▶ [STATED TASK A] In the post about moving house, reproduce word for word the part that begins at the words "While Keith and" and stops after the words "both of us.".

▶ [SUPPLIED TEXT]

+++++

As I mentioned before, the next several weeks will be quite busy for Keith and I. We are in the process of preparing to move in the next few weeks and there is a great deal of things we need to do. It isn't that we were unorganized while living in our current place, but rather that we are expanding our living space to nearly four times what we have today. Needless to say, we are beyond excited. 

While Keith and I think differently on several issues (and what couple doesn't?), one thing that we have in common is that we both love organization.  

(I can almost feel you cringing when I say that!)

Both of us believe in living in tidy surroundings where everything has its place not only is less stressful, but makes us happier and more productive. It is a way of life for both of us. 

I think that played a very important part in our decision to move. For years we made things work for us in our one bedroom place here. We practically had our organization down to a science. Even though we used the scroll saw in the corner of our kitchen to cut out our samples and work pieces, if you didn't know we did woodworking for a living, you would never realize it. Everything had its place and each time we planned a scroll saw session, we put everything away in its place, leaving the counters pretty much bare so that the clean up was relatively easy. It was a quick five minutes invested before cutting and probably 10 – 15 minutes afterword to get everything back in order. It worked well for many years. 

But lately, I have been very busy cutting painting surfaces and providing them for painters. As this has become a larger part of my business, it meant more time cutting and less time drawing and designing. The cutting sessions went from maybe once or twice a month into one full day or two per week – and more when I had new products introduced. This began to prove to be a bit of an inconvenience for us both. Not to mention the storage of the said wood pieces and other art supplies. 

It just didn't work anymore. 

A few months ago, we found a wonderful new place to live. It is right down the road from where we are now, which means we get to stay in our beautiful neighborhood near the river. The couple who owns the house is lovely and we seemed to hit it off right away. We needed a long-term commitment from them and they wanted someone who would take care of their property as if it were their own. It seems to be a 'perfect match.'  We made the commitment with them and began planning to move at the end of June, which is not quickly approaching. 

In moving to such a large area, there is much to be considered. Not only did I need to plan out my studio, but also our basement shop, our scrolling workshop that will be on the second floor and the possibility of using part of the barn later on for larger woodworking projects. It it quite exciting, but also has been very expensive and time-consuming. It all serves a great purpose though. By the time we are fully settled in, we will have not only a beautiful living area, but a wonderful work area as well. I am sure that will lead to better productivity. 

But for now, there is the 'storm before the calm'. Even though most of our things are in pretty good order, the issue of having too many 'things' without enough space has taken its toll on us. So before we make the move, we want to go through things and get everything in good order, so the move will be as seemless as possible. That takes time more than anything.

+++++

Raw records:
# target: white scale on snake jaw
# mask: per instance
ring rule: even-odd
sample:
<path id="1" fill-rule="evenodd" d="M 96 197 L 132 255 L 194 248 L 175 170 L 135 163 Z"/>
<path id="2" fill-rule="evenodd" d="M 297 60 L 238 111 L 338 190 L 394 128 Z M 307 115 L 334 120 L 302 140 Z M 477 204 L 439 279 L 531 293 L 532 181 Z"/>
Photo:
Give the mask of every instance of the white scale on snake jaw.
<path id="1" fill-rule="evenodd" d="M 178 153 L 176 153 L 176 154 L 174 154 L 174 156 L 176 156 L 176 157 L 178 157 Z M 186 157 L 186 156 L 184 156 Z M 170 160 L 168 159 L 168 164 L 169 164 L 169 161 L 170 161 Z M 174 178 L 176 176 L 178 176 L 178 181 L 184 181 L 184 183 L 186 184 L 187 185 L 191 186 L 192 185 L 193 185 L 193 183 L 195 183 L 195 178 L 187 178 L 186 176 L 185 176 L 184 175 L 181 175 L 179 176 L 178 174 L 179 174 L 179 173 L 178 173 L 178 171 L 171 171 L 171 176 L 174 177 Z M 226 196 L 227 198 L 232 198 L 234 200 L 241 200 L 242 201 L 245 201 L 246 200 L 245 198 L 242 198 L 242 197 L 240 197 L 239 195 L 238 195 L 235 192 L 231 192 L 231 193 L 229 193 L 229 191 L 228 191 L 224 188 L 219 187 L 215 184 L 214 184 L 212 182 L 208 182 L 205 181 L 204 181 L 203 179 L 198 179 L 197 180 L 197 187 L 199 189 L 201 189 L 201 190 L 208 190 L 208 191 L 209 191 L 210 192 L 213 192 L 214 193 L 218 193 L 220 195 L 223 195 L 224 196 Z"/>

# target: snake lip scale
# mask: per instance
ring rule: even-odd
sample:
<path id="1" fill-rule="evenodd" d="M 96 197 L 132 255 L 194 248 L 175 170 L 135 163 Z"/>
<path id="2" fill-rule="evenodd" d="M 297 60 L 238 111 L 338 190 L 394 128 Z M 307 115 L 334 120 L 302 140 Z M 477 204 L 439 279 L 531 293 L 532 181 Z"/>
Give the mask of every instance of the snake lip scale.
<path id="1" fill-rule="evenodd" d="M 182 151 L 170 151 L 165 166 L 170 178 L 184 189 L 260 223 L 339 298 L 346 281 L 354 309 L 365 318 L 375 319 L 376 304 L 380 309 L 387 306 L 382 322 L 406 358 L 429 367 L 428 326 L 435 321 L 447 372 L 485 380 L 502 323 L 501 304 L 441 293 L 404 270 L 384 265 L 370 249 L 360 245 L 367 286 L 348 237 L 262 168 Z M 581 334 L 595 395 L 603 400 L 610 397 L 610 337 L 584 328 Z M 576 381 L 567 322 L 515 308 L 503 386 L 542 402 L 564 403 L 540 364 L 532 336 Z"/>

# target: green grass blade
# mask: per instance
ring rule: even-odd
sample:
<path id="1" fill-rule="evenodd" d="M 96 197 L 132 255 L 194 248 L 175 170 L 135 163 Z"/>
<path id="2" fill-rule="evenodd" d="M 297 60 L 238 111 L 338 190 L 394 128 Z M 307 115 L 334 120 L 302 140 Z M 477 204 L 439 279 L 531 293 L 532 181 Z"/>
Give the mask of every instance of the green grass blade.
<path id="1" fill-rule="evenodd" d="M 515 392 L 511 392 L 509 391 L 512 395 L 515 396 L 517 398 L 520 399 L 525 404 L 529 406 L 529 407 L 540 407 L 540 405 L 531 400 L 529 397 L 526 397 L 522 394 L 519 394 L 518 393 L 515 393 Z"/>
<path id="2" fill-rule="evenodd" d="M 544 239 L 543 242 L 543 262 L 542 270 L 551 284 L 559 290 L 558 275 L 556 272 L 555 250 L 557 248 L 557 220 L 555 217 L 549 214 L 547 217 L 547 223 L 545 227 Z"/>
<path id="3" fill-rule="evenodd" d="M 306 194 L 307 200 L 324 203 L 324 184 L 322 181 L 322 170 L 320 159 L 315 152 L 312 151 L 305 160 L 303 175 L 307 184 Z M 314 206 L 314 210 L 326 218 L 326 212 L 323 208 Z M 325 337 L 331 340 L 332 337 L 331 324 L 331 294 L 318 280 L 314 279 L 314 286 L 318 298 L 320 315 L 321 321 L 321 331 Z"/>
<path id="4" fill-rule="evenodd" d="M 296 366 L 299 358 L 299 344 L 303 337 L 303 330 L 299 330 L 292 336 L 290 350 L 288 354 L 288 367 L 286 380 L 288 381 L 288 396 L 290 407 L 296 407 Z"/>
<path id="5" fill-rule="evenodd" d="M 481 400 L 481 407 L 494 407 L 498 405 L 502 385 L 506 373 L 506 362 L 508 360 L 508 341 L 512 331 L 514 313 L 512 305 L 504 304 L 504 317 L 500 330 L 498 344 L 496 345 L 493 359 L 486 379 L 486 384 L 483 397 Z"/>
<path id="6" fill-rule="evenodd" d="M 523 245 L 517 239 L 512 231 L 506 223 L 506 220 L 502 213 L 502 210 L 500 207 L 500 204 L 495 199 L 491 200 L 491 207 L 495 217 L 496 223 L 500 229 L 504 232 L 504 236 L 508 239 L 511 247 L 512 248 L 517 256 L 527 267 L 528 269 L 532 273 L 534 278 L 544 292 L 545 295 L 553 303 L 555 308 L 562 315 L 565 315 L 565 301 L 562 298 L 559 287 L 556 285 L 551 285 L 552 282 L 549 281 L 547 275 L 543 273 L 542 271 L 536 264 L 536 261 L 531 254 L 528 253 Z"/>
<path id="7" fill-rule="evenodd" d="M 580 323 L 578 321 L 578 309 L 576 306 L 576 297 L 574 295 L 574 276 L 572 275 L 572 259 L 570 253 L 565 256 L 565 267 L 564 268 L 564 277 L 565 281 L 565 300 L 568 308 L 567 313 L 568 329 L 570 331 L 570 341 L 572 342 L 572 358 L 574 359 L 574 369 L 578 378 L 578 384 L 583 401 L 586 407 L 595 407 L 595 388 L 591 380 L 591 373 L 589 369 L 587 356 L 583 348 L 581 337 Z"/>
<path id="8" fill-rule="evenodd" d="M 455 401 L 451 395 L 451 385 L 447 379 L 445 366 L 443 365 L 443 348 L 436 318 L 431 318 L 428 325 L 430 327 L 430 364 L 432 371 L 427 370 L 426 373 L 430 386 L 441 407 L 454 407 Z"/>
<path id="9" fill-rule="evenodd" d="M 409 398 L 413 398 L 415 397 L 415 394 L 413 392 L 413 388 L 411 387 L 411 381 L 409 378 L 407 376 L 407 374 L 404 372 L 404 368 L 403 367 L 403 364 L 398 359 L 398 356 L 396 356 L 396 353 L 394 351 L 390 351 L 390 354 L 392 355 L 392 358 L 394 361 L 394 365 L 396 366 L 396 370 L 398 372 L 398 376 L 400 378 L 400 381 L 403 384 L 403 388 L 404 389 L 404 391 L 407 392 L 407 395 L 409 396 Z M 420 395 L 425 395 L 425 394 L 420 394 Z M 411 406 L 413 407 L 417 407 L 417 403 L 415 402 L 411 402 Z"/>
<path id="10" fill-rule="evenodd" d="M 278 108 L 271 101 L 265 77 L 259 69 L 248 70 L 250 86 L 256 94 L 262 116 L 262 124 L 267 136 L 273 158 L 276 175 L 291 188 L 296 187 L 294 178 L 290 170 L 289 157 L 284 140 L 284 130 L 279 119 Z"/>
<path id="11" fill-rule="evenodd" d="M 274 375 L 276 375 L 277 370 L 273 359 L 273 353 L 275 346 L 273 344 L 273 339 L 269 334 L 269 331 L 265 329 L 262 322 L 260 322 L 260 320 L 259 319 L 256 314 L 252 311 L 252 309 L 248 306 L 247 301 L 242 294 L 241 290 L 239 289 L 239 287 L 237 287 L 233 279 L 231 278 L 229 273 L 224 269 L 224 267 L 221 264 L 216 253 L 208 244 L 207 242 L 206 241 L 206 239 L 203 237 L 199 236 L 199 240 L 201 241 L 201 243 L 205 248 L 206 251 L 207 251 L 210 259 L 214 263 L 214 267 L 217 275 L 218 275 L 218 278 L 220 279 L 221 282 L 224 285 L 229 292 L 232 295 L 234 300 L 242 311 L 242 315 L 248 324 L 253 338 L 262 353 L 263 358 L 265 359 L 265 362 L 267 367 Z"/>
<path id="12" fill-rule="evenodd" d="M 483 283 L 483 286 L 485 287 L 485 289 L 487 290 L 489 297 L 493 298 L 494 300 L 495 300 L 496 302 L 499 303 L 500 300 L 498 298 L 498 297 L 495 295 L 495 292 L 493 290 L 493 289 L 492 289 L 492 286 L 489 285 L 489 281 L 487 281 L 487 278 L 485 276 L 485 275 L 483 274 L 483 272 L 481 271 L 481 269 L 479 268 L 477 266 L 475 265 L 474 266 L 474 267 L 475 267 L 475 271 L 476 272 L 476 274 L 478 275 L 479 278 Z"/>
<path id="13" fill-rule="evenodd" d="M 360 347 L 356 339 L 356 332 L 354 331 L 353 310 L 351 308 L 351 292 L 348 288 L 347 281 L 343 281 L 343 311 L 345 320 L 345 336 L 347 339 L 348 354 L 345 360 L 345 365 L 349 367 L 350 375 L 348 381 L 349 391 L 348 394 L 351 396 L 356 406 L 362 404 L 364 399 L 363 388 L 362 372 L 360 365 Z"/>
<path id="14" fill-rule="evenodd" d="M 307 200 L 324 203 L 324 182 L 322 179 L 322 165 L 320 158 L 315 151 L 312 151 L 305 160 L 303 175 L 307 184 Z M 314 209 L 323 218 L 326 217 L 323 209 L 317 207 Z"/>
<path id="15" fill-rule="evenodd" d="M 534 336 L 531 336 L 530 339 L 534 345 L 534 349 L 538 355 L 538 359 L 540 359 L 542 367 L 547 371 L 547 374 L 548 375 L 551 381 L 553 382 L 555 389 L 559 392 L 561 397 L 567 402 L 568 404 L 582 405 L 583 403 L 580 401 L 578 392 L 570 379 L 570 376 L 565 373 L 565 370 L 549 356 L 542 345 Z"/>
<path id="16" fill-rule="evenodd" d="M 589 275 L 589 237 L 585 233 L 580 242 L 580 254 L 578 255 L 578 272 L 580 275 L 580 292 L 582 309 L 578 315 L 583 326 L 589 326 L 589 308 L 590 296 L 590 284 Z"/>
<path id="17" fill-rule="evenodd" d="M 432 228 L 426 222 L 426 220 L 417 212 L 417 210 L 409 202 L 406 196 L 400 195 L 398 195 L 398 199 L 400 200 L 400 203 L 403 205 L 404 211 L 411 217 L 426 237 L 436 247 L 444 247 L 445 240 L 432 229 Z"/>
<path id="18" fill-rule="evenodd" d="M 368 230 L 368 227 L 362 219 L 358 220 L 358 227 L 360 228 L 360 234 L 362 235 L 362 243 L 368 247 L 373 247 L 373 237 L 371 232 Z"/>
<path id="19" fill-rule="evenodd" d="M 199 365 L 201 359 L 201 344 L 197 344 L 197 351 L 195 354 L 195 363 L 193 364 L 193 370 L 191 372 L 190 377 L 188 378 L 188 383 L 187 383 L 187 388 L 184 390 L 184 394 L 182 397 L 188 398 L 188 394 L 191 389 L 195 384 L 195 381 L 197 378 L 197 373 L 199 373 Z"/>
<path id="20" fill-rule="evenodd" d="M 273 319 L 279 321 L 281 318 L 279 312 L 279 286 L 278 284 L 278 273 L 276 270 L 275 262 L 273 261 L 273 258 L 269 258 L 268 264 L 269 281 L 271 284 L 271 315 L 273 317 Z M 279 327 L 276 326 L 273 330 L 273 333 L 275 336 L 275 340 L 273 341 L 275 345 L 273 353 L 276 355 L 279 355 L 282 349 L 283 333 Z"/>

+++++

▶ [STATED TASK B] Write out these lines of the records with no changes, beginning at the line that has "# target: snake lip scale" and stopping after the line that has "182 151 L 170".

▶ [CORRECT OUTPUT A]
While Keith and I think differently on several issues (and what couple doesn't?), one thing that we have in common is that we both love organization.  

(I can almost feel you cringing when I say that!)

Both of us believe in living in tidy surroundings where everything has its place not only is less stressful, but makes us happier and more productive. It is a way of life for both of us.

▶ [CORRECT OUTPUT B]
# target: snake lip scale
# mask: per instance
ring rule: even-odd
sample:
<path id="1" fill-rule="evenodd" d="M 96 197 L 132 255 L 194 248 L 175 170 L 135 163 Z"/>
<path id="2" fill-rule="evenodd" d="M 297 60 L 238 111 L 338 190 L 394 128 Z M 307 115 L 334 120 L 302 140 Z M 477 204 L 439 279 L 531 293 L 532 181 Z"/>
Give the mask of every instance of the snake lip scale.
<path id="1" fill-rule="evenodd" d="M 182 151 L 170 151 L 165 166 L 170 178 L 184 189 L 260 223 L 339 298 L 346 281 L 354 309 L 365 318 L 375 319 L 376 304 L 380 309 L 387 306 L 382 322 L 406 358 L 429 367 L 428 326 L 435 321 L 447 372 L 485 380 L 502 323 L 501 304 L 441 293 L 404 270 L 384 265 L 370 249 L 360 245 L 367 286 L 348 237 L 262 168 Z M 581 334 L 595 395 L 603 400 L 610 397 L 610 337 L 584 328 Z M 576 381 L 567 322 L 515 308 L 503 386 L 542 402 L 564 403 L 540 364 L 532 336 Z"/>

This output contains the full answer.